** PROBLEM TO SOLVE **
Edit the listing so that "white plastic chair backrest" becomes "chair back" wherever it occurs, and give the lines again with nothing else changed and the pictures left out.

** GIVEN RECORDS **
________________________________________

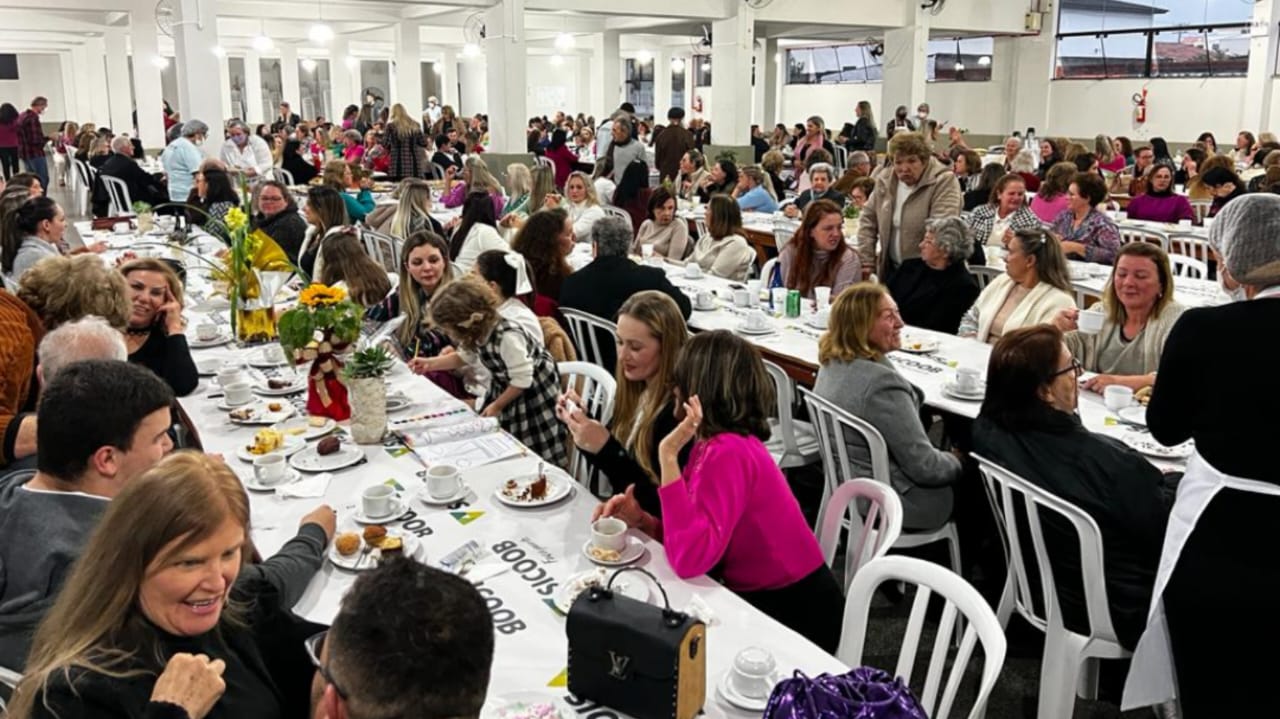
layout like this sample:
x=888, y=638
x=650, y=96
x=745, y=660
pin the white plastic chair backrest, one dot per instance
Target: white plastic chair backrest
x=960, y=599
x=586, y=330
x=1008, y=493
x=869, y=537
x=119, y=193
x=1188, y=266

________________________________________

** THE SOLUTION **
layout like this sample:
x=888, y=638
x=650, y=96
x=745, y=660
pin the chair back, one dot per instance
Target: chair back
x=960, y=599
x=586, y=330
x=1008, y=493
x=869, y=537
x=119, y=193
x=1188, y=266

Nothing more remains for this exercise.